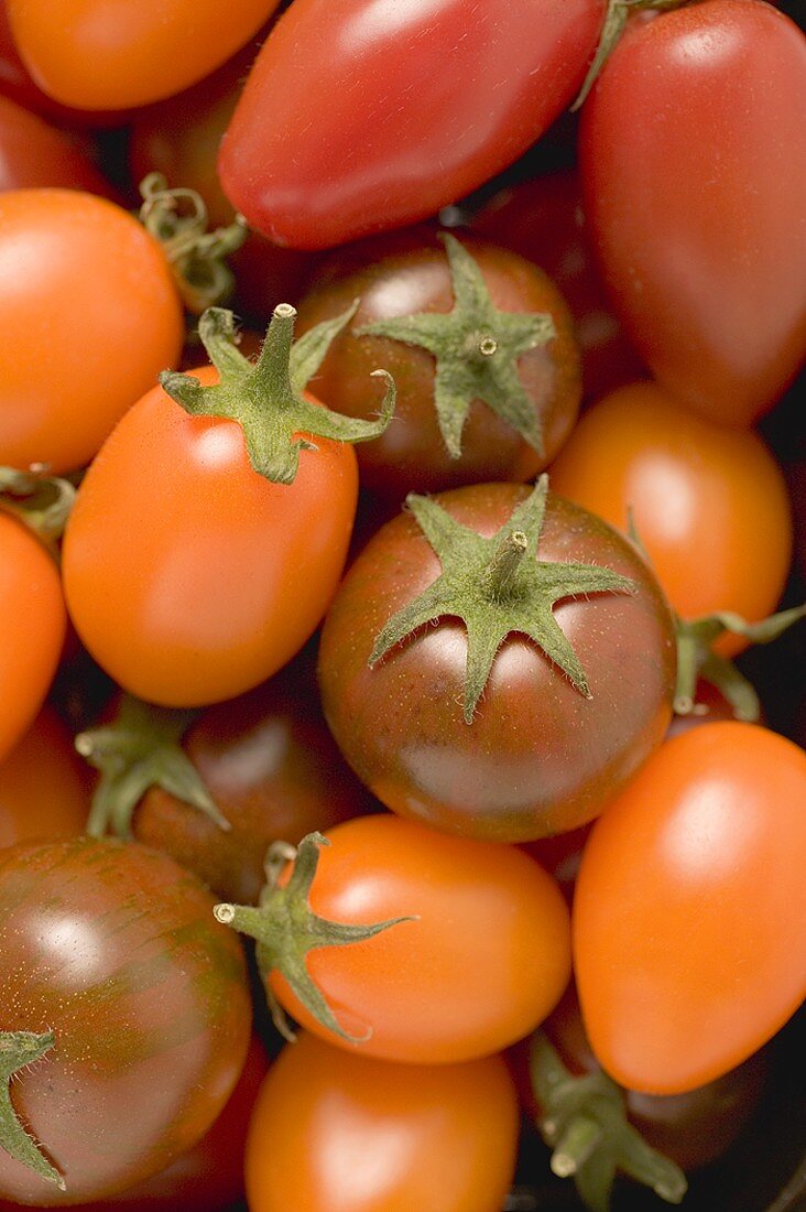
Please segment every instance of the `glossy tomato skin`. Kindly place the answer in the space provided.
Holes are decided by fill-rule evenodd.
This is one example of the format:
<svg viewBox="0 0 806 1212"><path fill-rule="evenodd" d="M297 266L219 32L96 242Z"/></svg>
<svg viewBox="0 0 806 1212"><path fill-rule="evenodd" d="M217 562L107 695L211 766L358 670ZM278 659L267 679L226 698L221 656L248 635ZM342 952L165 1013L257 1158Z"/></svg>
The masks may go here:
<svg viewBox="0 0 806 1212"><path fill-rule="evenodd" d="M21 522L0 513L0 761L42 705L65 625L56 561Z"/></svg>
<svg viewBox="0 0 806 1212"><path fill-rule="evenodd" d="M806 39L760 0L627 30L583 107L585 213L628 336L714 421L767 411L806 353Z"/></svg>
<svg viewBox="0 0 806 1212"><path fill-rule="evenodd" d="M0 1194L104 1197L207 1131L244 1064L251 1007L236 939L171 859L78 837L0 851L4 1030L52 1030L13 1103L67 1191L0 1151Z"/></svg>
<svg viewBox="0 0 806 1212"><path fill-rule="evenodd" d="M681 407L654 383L600 400L551 468L551 486L625 531L628 510L681 618L778 605L793 548L784 478L756 434ZM743 641L726 636L720 651Z"/></svg>
<svg viewBox="0 0 806 1212"><path fill-rule="evenodd" d="M505 188L474 216L471 229L539 265L560 288L573 315L588 399L640 375L639 356L606 298L575 171Z"/></svg>
<svg viewBox="0 0 806 1212"><path fill-rule="evenodd" d="M465 526L493 534L528 488L492 484L436 499ZM587 670L585 699L525 636L498 650L471 725L462 699L467 631L442 618L368 657L385 622L440 573L415 520L401 514L353 564L325 622L319 676L342 753L395 812L493 841L576 829L659 744L671 716L671 618L635 550L570 502L549 494L538 559L595 562L640 591L567 600L554 616Z"/></svg>
<svg viewBox="0 0 806 1212"><path fill-rule="evenodd" d="M217 381L211 367L192 373ZM358 494L353 451L315 441L286 486L252 469L239 424L190 417L160 387L118 424L79 490L63 578L79 635L125 690L207 705L259 685L308 640Z"/></svg>
<svg viewBox="0 0 806 1212"><path fill-rule="evenodd" d="M545 0L537 21L533 0L296 0L227 132L224 190L299 248L434 215L573 99L605 7Z"/></svg>
<svg viewBox="0 0 806 1212"><path fill-rule="evenodd" d="M0 463L52 473L92 458L183 338L156 241L75 190L0 196Z"/></svg>
<svg viewBox="0 0 806 1212"><path fill-rule="evenodd" d="M154 787L135 814L135 836L189 867L223 901L257 902L271 842L296 846L377 810L327 731L308 653L248 694L208 708L183 744L230 830Z"/></svg>
<svg viewBox="0 0 806 1212"><path fill-rule="evenodd" d="M491 1212L515 1167L518 1105L499 1057L393 1065L303 1034L250 1128L251 1212Z"/></svg>
<svg viewBox="0 0 806 1212"><path fill-rule="evenodd" d="M80 834L90 794L90 772L73 748L73 736L45 704L0 764L0 848Z"/></svg>
<svg viewBox="0 0 806 1212"><path fill-rule="evenodd" d="M713 1081L800 1005L805 797L798 745L711 724L667 742L598 822L575 971L591 1046L622 1085Z"/></svg>
<svg viewBox="0 0 806 1212"><path fill-rule="evenodd" d="M537 451L482 401L471 406L462 433L462 454L451 458L434 405L435 359L425 349L388 337L359 337L355 328L378 320L421 313L447 313L455 305L445 250L425 233L368 240L337 253L322 268L321 282L299 307L299 331L344 311L360 299L350 327L331 345L314 389L339 412L376 416L383 399L379 381L388 368L398 388L395 419L385 433L356 450L361 485L396 499L406 492L438 492L488 480L527 480L551 462L577 418L582 384L579 354L568 309L537 267L505 248L464 241L481 270L490 298L502 311L539 313L554 321L556 336L518 360L521 383L543 428Z"/></svg>
<svg viewBox="0 0 806 1212"><path fill-rule="evenodd" d="M310 905L331 921L411 916L362 943L308 954L310 976L356 1042L271 989L339 1048L407 1064L501 1051L541 1023L570 976L568 911L551 877L510 846L438 834L383 813L336 825Z"/></svg>
<svg viewBox="0 0 806 1212"><path fill-rule="evenodd" d="M48 0L6 0L25 67L48 96L81 109L125 109L168 97L234 55L279 0L64 0L58 38Z"/></svg>
<svg viewBox="0 0 806 1212"><path fill-rule="evenodd" d="M0 96L0 191L48 185L113 195L78 142Z"/></svg>

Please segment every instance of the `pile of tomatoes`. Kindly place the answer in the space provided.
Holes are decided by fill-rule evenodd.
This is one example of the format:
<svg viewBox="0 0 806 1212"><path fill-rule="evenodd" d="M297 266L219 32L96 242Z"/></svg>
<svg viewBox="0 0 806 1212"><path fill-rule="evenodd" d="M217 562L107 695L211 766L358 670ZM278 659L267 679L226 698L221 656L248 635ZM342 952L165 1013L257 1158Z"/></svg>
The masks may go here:
<svg viewBox="0 0 806 1212"><path fill-rule="evenodd" d="M0 5L2 1212L800 1206L795 7Z"/></svg>

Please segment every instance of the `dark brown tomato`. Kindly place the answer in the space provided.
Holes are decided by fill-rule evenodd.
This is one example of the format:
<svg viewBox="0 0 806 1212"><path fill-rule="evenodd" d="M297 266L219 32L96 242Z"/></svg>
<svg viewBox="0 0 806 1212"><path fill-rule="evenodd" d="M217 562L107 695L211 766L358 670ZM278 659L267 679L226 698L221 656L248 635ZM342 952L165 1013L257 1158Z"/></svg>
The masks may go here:
<svg viewBox="0 0 806 1212"><path fill-rule="evenodd" d="M436 501L492 536L530 494L474 485ZM554 618L587 671L591 699L522 635L495 658L464 722L467 630L421 628L373 669L389 617L430 585L440 562L413 518L384 526L353 564L322 630L325 716L342 753L401 816L491 841L530 841L596 817L661 743L671 715L675 641L657 582L605 522L549 494L538 559L595 562L628 576L635 596L566 600Z"/></svg>
<svg viewBox="0 0 806 1212"><path fill-rule="evenodd" d="M562 292L579 341L587 398L640 377L641 361L613 315L589 247L576 172L553 172L502 190L471 227L535 262Z"/></svg>
<svg viewBox="0 0 806 1212"><path fill-rule="evenodd" d="M0 847L81 833L90 788L91 773L70 732L52 708L42 707L0 765Z"/></svg>
<svg viewBox="0 0 806 1212"><path fill-rule="evenodd" d="M67 1184L0 1150L0 1196L107 1197L210 1128L251 1021L242 951L212 904L143 846L78 837L0 852L0 1029L56 1036L12 1100Z"/></svg>
<svg viewBox="0 0 806 1212"><path fill-rule="evenodd" d="M135 816L135 835L225 901L257 902L273 841L296 845L378 807L327 731L307 653L248 694L208 708L184 744L231 829L224 833L152 788Z"/></svg>
<svg viewBox="0 0 806 1212"><path fill-rule="evenodd" d="M419 313L447 313L455 304L448 262L434 233L416 228L364 241L337 253L299 305L302 333L360 305L336 338L311 390L339 412L375 416L383 393L367 379L385 367L398 387L395 419L382 438L356 447L361 484L401 499L487 480L522 481L547 467L566 440L582 395L573 321L562 296L536 265L505 248L462 241L478 262L490 297L502 311L548 313L556 337L521 355L518 372L542 423L544 456L480 400L470 405L462 454L451 458L434 406L435 359L389 337L354 333L362 325ZM370 384L367 387L367 384Z"/></svg>

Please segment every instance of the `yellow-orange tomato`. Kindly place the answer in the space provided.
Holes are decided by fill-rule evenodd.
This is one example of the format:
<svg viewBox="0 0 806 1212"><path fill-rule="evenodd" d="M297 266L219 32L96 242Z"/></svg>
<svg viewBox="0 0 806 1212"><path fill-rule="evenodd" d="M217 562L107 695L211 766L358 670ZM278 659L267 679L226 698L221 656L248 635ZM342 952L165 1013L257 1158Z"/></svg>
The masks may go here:
<svg viewBox="0 0 806 1212"><path fill-rule="evenodd" d="M190 372L204 384L217 372ZM125 690L166 707L234 698L302 647L350 538L358 470L315 439L291 485L250 464L234 421L192 417L154 388L87 471L64 536L68 608Z"/></svg>
<svg viewBox="0 0 806 1212"><path fill-rule="evenodd" d="M755 622L781 598L791 558L787 487L761 440L678 405L654 383L600 400L551 467L551 487L639 539L681 618ZM744 646L724 636L727 654Z"/></svg>
<svg viewBox="0 0 806 1212"><path fill-rule="evenodd" d="M514 846L470 841L379 814L327 831L310 905L331 921L408 916L366 942L309 953L308 971L345 1041L274 974L297 1022L339 1047L411 1064L499 1052L543 1022L570 971L556 884Z"/></svg>
<svg viewBox="0 0 806 1212"><path fill-rule="evenodd" d="M398 1065L302 1035L269 1070L255 1105L248 1206L492 1212L509 1190L516 1139L518 1100L499 1057Z"/></svg>
<svg viewBox="0 0 806 1212"><path fill-rule="evenodd" d="M182 349L156 241L104 199L0 196L0 463L82 467Z"/></svg>
<svg viewBox="0 0 806 1212"><path fill-rule="evenodd" d="M53 559L24 526L0 514L0 761L42 705L65 623Z"/></svg>
<svg viewBox="0 0 806 1212"><path fill-rule="evenodd" d="M234 55L280 0L6 0L19 55L50 97L125 109L170 97Z"/></svg>
<svg viewBox="0 0 806 1212"><path fill-rule="evenodd" d="M90 785L88 766L46 704L0 765L0 847L81 833Z"/></svg>
<svg viewBox="0 0 806 1212"><path fill-rule="evenodd" d="M591 1047L630 1090L680 1094L741 1064L806 994L806 754L705 724L599 819L573 903Z"/></svg>

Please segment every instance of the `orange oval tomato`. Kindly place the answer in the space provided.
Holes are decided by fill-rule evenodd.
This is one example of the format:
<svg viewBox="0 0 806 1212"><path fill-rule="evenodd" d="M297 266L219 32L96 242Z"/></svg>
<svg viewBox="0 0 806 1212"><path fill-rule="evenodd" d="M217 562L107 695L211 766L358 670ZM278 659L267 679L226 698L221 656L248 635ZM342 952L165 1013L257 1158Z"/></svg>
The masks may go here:
<svg viewBox="0 0 806 1212"><path fill-rule="evenodd" d="M62 189L0 196L0 463L87 463L176 365L182 305L161 248L126 211Z"/></svg>
<svg viewBox="0 0 806 1212"><path fill-rule="evenodd" d="M21 522L0 513L0 761L42 705L65 625L52 556Z"/></svg>
<svg viewBox="0 0 806 1212"><path fill-rule="evenodd" d="M50 97L125 109L201 80L257 33L280 0L7 0L19 55Z"/></svg>
<svg viewBox="0 0 806 1212"><path fill-rule="evenodd" d="M270 977L303 1027L365 1056L448 1064L501 1051L541 1023L570 976L568 911L543 868L511 846L393 816L327 831L310 907L331 921L411 916L366 942L321 947L308 971L343 1028L322 1027Z"/></svg>
<svg viewBox="0 0 806 1212"><path fill-rule="evenodd" d="M806 994L806 754L751 724L665 742L595 825L573 907L591 1047L678 1094L761 1047Z"/></svg>
<svg viewBox="0 0 806 1212"><path fill-rule="evenodd" d="M425 1011L423 1011L425 1012ZM269 1070L246 1144L251 1212L491 1212L515 1166L499 1057L396 1065L309 1035Z"/></svg>
<svg viewBox="0 0 806 1212"><path fill-rule="evenodd" d="M252 469L236 422L192 417L160 387L116 425L79 488L62 570L81 640L125 690L165 707L234 698L311 635L358 497L353 450L315 444L282 485Z"/></svg>
<svg viewBox="0 0 806 1212"><path fill-rule="evenodd" d="M584 415L551 467L551 488L625 531L628 510L681 618L774 610L791 559L787 486L761 439L631 383ZM727 644L725 642L727 640ZM737 636L722 653L743 647Z"/></svg>
<svg viewBox="0 0 806 1212"><path fill-rule="evenodd" d="M81 833L90 785L73 737L46 704L0 765L0 847Z"/></svg>

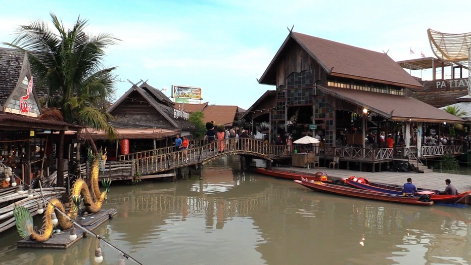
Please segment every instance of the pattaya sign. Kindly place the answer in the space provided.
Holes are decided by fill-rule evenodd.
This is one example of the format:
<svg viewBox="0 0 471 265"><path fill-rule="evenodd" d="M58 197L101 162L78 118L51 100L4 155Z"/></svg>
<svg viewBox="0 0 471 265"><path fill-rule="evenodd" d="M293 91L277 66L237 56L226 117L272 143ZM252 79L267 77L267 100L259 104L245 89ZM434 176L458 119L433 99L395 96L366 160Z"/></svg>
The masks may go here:
<svg viewBox="0 0 471 265"><path fill-rule="evenodd" d="M29 95L33 93L33 77L31 76L26 88L26 95L20 98L20 111L22 113L28 113L31 110L31 106L26 102L29 98Z"/></svg>
<svg viewBox="0 0 471 265"><path fill-rule="evenodd" d="M442 81L437 81L436 82L437 89L446 89L464 87L467 87L468 86L467 79L457 79L451 80L444 80Z"/></svg>

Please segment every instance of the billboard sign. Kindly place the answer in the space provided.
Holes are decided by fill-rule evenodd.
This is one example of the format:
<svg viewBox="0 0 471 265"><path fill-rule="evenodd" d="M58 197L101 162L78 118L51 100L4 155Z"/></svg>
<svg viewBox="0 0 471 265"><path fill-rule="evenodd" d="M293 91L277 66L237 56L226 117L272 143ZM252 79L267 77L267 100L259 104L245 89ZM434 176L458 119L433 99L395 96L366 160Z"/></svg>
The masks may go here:
<svg viewBox="0 0 471 265"><path fill-rule="evenodd" d="M185 85L172 85L172 97L202 100L201 88Z"/></svg>

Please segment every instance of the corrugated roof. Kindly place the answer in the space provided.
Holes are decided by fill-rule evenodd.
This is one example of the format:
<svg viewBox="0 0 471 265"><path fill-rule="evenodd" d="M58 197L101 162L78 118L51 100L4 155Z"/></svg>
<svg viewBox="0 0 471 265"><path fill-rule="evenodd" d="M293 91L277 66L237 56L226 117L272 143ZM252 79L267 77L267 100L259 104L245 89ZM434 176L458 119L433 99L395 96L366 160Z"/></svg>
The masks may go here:
<svg viewBox="0 0 471 265"><path fill-rule="evenodd" d="M237 106L207 106L203 110L205 115L203 122L214 121L216 125L222 123L226 126L232 126L237 113Z"/></svg>
<svg viewBox="0 0 471 265"><path fill-rule="evenodd" d="M317 88L392 120L464 123L460 118L410 97L332 86L318 85Z"/></svg>
<svg viewBox="0 0 471 265"><path fill-rule="evenodd" d="M363 81L374 81L411 88L422 85L384 53L291 32L278 51L259 82L273 83L274 67L291 39L295 41L328 74Z"/></svg>

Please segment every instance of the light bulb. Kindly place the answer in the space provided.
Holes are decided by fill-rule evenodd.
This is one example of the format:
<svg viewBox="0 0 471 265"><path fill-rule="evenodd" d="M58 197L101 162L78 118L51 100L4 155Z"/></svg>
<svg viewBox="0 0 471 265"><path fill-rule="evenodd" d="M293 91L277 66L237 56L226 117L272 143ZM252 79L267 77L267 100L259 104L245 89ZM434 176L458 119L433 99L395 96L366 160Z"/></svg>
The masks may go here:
══════════
§ Job: Gather every line above that contains the word "sign", and copy each one in full.

§ Written reply:
Please segment every instance of the pattaya sign. Kindly place the answer in the space provided.
Please segment every instance of the billboard sign. Kindly place the answer in the space provided.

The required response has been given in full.